**DOCUMENT EXTRACT**
--------------------
It was emphasised previously in this debate that the Public Appointments Service will be some kind of independent body which will contribute to the independence of the commission. As we can see, all of this is simply a process for weeding out the people who are unsuitable. That is all the Bill actually does. In section 13(1) and (2), it is stated that certain people will be suitable for appointment. By implication, this means that those who are not recommended are unsuitable for appointment.

Section 13(3) states:

The Minister shall agree with the Public Appointments Service the selection criteria and procedures applicable to a selection process under this section having regard to-

(a) the objective that the lay members will, having regard to the functions of the Commission, amongst them possess knowledge of and experience, qualifications, training and expertise in the matters specified in subsection (4).

(b) the need, in so far as is possible to ensure that recommendations made under subsection (2) should comprise an equal number of women and men and reflect the diversity of the population of the State as a whole.

We stop there and say that in sifting out those people who are unsuitable that those involved should have in the back of their minds the need to have a gender and diversity balanced list for the Minister to look at. Section 13(3)(c) states: "the need to ensure that a person recommended to the Minister under subsection (2) is a fit and proper person to be a lay member." This is fairly obvious. Having said that they are suitable for appointment, one of the things that the Minister is entitled to do is to lay down selection criteria to ensure that they are fit and proper to be appointed.
--------------------
(Data listing)
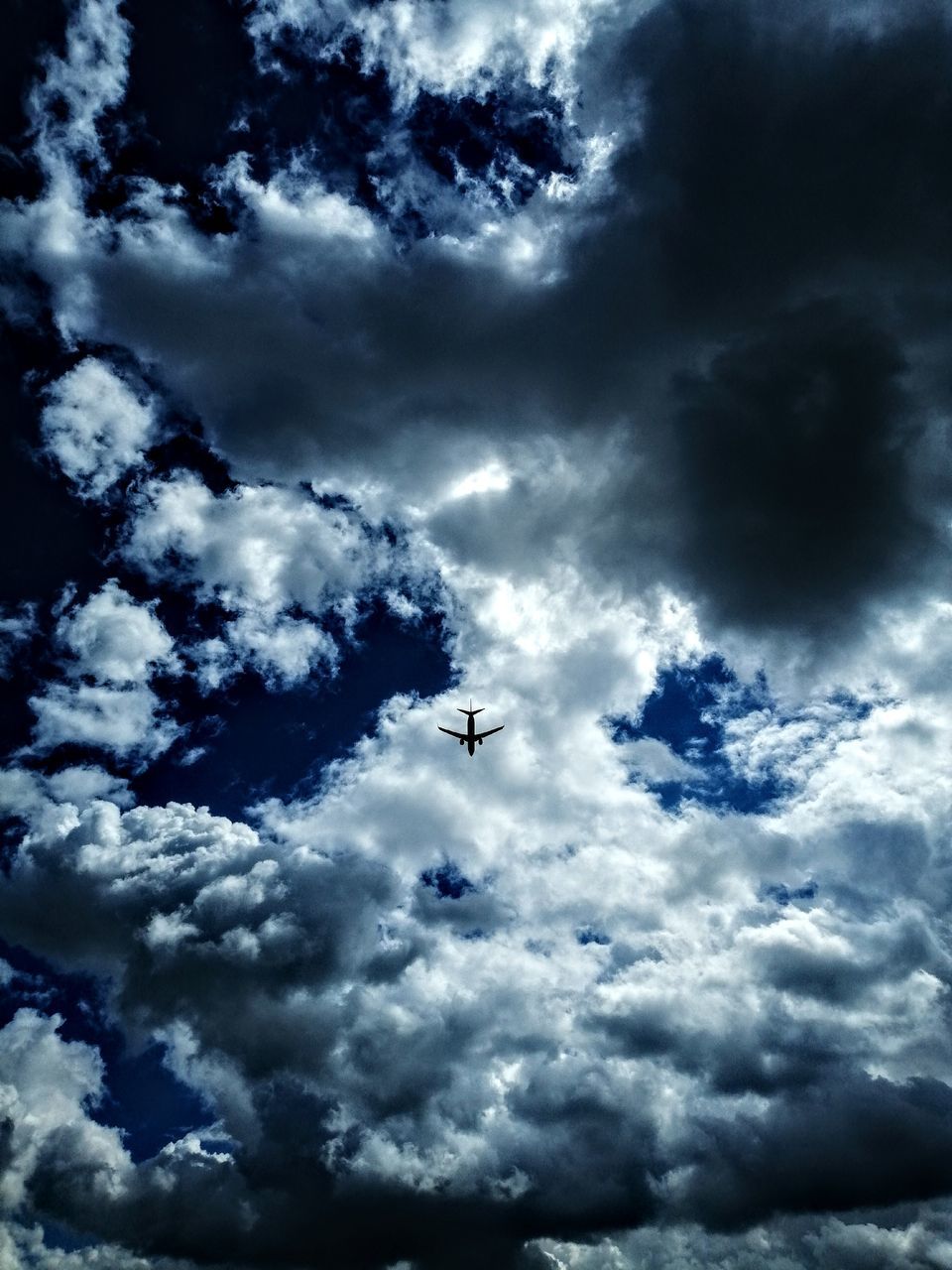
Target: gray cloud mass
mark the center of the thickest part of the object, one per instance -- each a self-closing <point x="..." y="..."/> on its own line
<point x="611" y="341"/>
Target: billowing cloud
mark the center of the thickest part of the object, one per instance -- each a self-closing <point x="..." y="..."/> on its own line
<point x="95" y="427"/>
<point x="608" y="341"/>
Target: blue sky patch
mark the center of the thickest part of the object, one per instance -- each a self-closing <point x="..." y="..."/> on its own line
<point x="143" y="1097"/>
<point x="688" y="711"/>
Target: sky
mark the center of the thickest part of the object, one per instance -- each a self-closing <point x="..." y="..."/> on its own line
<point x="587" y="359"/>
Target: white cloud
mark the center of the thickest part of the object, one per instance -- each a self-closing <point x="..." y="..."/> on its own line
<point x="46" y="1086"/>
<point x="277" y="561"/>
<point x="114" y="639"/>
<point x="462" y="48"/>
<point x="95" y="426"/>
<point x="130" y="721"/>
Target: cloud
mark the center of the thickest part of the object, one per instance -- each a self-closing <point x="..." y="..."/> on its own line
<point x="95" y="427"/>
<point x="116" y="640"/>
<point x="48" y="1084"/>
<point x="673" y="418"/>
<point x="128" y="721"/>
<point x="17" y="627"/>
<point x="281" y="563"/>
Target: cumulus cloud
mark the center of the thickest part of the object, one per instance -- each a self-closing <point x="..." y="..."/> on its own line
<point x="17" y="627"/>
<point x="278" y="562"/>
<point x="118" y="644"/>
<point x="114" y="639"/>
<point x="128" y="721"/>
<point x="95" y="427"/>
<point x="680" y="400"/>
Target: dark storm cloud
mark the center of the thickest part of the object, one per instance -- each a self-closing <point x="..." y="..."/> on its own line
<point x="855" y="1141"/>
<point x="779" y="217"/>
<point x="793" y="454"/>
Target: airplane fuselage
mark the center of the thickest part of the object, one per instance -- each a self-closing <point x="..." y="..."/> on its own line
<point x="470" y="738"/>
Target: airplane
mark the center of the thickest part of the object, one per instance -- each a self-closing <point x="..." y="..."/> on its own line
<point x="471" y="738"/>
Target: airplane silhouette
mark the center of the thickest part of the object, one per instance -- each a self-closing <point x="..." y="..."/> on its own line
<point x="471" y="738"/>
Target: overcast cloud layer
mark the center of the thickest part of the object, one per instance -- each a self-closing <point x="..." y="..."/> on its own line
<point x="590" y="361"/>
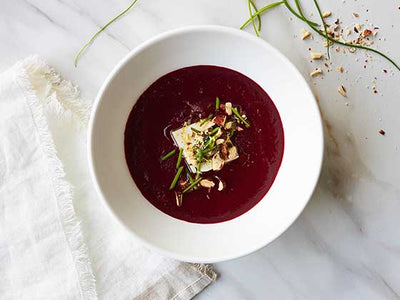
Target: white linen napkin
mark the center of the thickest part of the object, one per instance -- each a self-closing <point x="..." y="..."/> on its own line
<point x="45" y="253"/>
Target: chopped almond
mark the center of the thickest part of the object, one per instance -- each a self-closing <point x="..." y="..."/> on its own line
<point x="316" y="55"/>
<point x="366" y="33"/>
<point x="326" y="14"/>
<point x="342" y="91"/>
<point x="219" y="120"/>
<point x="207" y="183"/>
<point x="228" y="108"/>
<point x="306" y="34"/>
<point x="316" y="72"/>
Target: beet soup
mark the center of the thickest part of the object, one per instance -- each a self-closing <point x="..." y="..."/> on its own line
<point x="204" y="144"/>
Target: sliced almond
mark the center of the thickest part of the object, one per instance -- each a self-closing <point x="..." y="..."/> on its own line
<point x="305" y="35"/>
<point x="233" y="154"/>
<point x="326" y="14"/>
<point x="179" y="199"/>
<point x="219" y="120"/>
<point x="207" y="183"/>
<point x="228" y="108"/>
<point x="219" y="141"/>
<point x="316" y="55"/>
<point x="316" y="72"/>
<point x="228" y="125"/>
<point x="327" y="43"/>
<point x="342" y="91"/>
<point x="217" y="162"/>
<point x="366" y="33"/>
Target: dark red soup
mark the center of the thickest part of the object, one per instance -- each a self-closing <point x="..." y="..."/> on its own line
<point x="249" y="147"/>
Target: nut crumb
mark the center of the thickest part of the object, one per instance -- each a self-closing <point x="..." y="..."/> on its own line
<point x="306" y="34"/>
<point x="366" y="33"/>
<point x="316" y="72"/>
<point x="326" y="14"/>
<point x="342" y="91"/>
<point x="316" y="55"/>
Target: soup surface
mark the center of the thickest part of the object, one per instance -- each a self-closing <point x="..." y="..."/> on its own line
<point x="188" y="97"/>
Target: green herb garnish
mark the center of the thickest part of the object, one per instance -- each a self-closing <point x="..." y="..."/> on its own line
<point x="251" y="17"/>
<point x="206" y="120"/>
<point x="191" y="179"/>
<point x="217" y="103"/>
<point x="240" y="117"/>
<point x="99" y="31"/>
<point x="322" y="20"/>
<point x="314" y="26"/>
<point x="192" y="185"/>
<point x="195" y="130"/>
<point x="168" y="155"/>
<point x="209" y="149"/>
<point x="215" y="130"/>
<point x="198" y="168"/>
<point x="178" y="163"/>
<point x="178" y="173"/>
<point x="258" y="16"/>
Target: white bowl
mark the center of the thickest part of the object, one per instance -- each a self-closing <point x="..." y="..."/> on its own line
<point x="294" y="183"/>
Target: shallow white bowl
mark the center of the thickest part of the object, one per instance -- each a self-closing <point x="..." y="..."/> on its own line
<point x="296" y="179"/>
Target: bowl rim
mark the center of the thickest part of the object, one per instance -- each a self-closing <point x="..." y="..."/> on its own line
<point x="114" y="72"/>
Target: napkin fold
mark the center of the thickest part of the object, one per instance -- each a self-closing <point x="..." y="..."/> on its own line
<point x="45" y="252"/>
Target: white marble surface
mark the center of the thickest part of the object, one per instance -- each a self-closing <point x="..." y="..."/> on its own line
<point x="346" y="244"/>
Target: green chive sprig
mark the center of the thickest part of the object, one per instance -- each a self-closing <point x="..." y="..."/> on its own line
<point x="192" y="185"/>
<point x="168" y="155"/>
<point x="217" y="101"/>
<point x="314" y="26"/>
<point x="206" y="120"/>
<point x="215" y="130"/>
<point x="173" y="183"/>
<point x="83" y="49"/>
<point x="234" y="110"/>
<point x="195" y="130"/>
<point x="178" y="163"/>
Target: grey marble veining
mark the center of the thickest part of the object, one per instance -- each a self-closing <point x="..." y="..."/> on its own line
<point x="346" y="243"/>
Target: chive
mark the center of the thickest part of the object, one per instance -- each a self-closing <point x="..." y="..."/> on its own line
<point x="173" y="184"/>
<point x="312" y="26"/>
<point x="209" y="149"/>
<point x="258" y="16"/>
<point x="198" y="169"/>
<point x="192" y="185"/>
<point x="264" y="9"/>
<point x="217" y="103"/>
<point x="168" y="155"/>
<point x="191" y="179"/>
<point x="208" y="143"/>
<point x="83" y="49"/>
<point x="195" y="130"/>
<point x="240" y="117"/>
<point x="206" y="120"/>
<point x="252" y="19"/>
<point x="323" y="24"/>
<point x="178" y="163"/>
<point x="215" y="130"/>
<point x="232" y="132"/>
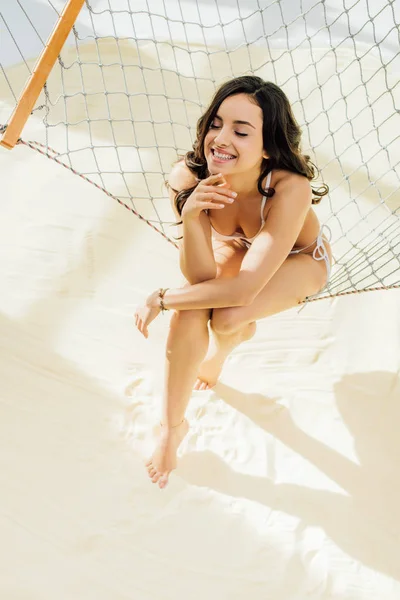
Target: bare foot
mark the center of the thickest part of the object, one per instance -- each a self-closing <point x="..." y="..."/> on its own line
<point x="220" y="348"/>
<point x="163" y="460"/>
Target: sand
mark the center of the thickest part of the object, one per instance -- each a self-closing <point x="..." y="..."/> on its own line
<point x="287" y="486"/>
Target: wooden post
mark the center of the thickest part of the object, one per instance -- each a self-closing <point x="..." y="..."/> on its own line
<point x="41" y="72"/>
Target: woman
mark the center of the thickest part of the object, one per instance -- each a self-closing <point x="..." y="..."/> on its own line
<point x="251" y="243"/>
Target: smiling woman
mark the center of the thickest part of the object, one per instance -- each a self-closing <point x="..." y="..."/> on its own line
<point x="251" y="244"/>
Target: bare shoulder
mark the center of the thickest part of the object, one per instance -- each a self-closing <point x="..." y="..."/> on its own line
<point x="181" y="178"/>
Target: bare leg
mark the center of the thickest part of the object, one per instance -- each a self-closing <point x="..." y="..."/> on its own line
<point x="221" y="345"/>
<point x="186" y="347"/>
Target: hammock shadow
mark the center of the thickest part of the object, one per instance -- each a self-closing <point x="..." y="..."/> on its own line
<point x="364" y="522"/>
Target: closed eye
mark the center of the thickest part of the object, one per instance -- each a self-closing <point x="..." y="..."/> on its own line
--------------------
**STATED PROBLEM 1**
According to the debate extract, what should recommendations made under subsection (2) comprise under section 13(3)(b)?
**STATED PROBLEM 2**
Copy the passage of the debate extract starting at "The Minister shall" and ending at "in subsection (4).".

**TASK OUTPUT 1**
An equal number of women and men, reflecting the diversity of the population of the State as a whole.

**TASK OUTPUT 2**
The Minister shall agree with the Public Appointments Service the selection criteria and procedures applicable to a selection process under this section having regard to-

(a) the objective that the lay members will, having regard to the functions of the Commission, amongst them possess knowledge of and experience, qualifications, training and expertise in the matters specified in subsection (4).